# Material supplied
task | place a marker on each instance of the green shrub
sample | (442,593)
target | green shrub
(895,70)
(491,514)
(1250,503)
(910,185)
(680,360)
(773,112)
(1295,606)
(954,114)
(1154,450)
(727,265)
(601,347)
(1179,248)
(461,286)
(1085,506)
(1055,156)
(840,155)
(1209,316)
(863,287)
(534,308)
==
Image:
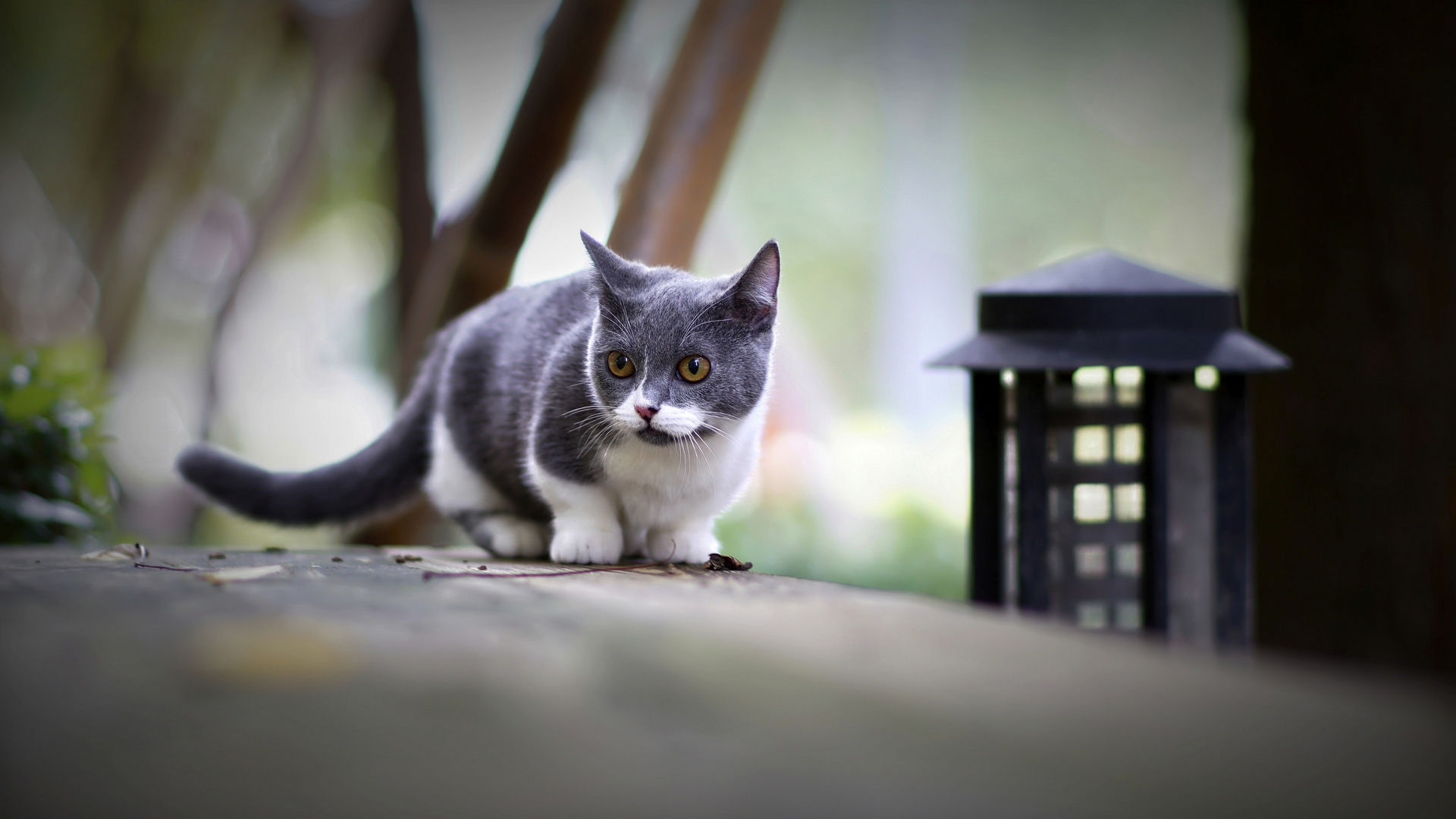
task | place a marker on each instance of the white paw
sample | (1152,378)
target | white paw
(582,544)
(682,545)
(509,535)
...
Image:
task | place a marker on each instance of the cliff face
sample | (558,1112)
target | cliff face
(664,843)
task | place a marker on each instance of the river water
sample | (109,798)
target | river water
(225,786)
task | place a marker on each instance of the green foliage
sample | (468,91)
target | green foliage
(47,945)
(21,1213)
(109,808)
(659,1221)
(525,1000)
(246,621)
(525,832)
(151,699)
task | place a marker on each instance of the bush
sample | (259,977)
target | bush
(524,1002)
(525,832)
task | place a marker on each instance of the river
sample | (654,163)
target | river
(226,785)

# What you have to do
Report each line in the preceding entries that holds the string "place".

# Output of the task
task | place a marker on each instance of the green shrub
task | place a marker on each instance of the white paw
task | place a marker on each instance of the cliff face
task | place a marker on each instance of the river water
task | place a marker on each instance of the green foliage
task | place a marker on each instance of the bush
task | place a marker on each instance of the river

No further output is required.